**Work order**:
Transcribe, without alteration, the line that includes "Would you mind pointing to the brick" and each line after it until the records end, omitting all that precede it.

BEGIN Information

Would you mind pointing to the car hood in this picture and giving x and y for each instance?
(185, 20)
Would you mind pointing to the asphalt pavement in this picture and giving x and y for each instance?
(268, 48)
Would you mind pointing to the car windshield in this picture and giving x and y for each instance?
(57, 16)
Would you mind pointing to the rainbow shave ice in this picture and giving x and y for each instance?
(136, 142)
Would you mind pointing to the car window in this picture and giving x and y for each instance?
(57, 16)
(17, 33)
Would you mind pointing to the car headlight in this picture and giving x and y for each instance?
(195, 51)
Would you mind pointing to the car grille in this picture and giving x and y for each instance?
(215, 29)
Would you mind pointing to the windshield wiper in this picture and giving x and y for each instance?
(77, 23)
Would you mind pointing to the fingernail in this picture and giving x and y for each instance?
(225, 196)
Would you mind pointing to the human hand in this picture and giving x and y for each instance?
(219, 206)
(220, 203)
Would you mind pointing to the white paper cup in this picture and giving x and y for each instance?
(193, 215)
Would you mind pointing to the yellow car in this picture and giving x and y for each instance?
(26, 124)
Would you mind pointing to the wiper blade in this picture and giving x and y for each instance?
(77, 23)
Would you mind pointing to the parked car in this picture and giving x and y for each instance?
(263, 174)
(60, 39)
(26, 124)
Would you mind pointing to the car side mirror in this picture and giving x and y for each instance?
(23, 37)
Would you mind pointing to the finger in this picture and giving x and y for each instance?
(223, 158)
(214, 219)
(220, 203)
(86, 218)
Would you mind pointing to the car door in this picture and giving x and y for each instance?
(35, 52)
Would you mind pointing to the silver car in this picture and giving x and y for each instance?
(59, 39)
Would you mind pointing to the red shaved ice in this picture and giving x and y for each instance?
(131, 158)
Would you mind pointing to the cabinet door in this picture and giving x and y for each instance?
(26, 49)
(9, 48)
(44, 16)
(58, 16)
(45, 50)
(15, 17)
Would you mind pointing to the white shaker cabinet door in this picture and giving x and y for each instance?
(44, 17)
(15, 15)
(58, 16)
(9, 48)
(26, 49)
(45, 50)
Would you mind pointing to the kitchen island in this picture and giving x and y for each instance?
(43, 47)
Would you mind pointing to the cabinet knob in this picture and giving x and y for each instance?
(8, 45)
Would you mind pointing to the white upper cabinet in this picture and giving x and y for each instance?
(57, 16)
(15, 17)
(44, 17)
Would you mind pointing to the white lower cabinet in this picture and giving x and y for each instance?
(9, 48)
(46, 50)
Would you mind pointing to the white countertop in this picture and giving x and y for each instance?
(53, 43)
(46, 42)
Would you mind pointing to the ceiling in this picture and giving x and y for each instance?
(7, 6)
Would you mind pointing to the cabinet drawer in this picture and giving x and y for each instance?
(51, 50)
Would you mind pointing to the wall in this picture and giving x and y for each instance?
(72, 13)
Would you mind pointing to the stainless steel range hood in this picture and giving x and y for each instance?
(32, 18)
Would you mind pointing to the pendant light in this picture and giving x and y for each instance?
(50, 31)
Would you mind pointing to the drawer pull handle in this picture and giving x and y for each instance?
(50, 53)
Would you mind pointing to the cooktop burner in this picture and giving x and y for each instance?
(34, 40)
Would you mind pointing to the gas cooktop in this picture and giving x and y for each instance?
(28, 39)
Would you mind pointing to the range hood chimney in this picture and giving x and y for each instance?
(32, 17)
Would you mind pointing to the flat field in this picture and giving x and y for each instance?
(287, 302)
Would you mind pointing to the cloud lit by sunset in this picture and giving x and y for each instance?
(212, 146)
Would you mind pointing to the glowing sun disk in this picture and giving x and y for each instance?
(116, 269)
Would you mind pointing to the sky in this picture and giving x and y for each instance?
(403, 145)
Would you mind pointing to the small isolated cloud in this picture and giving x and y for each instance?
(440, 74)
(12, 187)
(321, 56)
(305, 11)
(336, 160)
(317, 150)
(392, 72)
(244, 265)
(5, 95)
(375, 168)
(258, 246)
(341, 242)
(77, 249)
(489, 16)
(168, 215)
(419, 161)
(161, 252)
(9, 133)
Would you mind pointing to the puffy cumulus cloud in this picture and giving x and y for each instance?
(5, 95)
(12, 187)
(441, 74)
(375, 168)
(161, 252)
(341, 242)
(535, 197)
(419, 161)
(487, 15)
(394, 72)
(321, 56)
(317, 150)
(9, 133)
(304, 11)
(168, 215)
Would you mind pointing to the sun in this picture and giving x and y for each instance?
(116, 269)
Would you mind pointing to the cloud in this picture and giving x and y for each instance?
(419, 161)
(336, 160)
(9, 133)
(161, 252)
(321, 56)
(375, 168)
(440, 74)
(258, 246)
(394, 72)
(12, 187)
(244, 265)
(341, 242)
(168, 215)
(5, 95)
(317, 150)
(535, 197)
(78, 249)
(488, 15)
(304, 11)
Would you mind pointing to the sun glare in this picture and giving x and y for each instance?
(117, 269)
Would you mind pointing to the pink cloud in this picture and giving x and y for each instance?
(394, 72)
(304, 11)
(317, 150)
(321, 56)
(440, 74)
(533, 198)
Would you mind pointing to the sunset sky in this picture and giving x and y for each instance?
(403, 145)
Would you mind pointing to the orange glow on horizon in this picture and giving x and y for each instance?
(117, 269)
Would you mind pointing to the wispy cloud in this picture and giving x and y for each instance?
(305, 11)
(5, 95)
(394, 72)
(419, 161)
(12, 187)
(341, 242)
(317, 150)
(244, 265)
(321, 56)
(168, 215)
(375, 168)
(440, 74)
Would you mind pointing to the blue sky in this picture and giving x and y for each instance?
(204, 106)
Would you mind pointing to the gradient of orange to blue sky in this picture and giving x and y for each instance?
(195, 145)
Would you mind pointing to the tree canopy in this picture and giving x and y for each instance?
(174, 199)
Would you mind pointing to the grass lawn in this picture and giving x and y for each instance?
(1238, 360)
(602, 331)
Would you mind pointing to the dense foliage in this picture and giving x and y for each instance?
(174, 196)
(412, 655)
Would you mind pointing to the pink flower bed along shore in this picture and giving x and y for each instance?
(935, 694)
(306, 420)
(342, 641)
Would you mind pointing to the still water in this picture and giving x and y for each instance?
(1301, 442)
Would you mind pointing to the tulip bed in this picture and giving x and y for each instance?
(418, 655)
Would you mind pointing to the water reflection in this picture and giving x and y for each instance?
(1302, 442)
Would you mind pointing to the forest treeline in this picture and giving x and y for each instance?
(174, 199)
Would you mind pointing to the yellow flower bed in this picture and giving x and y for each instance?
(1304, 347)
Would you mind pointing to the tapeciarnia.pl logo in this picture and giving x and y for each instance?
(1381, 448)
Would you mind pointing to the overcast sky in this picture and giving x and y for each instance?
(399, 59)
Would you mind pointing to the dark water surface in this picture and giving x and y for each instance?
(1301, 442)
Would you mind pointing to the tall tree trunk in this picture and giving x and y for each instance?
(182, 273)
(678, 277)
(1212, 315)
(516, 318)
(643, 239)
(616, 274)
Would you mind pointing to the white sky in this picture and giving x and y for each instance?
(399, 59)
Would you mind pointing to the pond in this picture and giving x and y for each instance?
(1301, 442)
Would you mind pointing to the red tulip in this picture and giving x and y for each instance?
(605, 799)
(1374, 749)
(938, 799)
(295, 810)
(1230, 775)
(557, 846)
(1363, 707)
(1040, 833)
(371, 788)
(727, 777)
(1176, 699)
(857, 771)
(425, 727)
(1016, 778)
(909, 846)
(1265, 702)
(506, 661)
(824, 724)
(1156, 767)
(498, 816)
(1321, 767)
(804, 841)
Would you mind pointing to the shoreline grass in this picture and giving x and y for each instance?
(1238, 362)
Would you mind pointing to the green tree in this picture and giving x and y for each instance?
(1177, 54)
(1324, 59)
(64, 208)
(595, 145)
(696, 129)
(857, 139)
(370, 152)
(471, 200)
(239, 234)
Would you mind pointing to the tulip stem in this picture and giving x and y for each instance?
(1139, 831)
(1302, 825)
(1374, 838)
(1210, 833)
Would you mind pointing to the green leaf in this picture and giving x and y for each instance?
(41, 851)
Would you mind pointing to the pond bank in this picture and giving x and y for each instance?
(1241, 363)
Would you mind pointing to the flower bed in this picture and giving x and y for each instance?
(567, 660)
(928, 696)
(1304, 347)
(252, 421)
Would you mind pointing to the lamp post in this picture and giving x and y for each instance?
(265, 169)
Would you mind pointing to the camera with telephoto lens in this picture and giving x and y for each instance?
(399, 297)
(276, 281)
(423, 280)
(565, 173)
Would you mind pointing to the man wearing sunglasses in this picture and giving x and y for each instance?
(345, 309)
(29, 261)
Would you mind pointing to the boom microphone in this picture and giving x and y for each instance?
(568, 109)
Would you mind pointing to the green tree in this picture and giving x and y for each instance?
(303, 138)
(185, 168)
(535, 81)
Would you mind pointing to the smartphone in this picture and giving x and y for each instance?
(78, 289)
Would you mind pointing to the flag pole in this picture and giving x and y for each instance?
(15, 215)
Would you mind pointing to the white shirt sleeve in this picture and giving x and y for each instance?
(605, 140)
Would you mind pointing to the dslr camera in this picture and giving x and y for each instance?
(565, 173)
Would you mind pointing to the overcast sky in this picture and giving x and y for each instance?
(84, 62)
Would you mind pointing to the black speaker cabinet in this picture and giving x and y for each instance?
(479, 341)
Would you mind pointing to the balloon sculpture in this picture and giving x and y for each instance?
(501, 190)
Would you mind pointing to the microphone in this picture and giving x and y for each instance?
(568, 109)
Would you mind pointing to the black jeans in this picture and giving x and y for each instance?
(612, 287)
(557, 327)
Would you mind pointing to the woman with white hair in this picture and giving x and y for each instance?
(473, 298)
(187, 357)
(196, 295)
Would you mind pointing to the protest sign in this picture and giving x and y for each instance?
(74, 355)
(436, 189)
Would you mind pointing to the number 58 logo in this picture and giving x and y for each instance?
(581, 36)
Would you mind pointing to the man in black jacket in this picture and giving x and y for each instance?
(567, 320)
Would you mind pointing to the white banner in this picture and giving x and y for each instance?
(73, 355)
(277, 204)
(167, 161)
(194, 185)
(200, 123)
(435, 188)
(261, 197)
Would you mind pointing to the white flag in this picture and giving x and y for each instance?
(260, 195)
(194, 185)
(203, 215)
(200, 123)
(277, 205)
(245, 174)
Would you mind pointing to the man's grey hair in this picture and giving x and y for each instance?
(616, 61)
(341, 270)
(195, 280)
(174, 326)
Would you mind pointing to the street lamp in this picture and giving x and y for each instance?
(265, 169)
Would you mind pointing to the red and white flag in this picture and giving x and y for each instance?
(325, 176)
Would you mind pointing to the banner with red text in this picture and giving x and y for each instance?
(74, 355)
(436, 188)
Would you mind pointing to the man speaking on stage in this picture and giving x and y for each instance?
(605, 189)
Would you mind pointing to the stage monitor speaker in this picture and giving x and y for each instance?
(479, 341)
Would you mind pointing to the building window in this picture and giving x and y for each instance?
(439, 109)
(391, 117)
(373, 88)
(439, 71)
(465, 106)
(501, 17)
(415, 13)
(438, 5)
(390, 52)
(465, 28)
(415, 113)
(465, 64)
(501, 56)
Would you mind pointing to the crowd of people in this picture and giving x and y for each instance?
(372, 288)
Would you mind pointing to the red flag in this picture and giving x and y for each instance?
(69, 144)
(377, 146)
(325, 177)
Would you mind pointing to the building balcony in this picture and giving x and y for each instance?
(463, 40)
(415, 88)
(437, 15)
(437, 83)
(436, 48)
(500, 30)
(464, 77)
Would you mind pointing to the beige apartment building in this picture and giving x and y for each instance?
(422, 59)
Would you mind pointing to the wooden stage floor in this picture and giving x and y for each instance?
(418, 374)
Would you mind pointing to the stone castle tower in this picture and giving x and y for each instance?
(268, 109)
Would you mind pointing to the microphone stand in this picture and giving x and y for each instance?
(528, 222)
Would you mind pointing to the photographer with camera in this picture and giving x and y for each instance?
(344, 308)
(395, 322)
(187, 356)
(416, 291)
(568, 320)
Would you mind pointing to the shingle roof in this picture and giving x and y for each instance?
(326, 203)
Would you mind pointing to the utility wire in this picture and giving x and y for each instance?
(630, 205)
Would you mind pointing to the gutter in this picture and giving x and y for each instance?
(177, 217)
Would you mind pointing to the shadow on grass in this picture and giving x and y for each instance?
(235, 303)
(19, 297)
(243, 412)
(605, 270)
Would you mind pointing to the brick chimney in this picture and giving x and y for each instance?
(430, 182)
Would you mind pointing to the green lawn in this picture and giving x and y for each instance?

END Information

**Answer section**:
Would you mind pointing to the brick chimney in this picture and giving x and y for each instance?
(430, 182)
Would you mind pointing to the green lawn in this picture and giving x and y for each instance?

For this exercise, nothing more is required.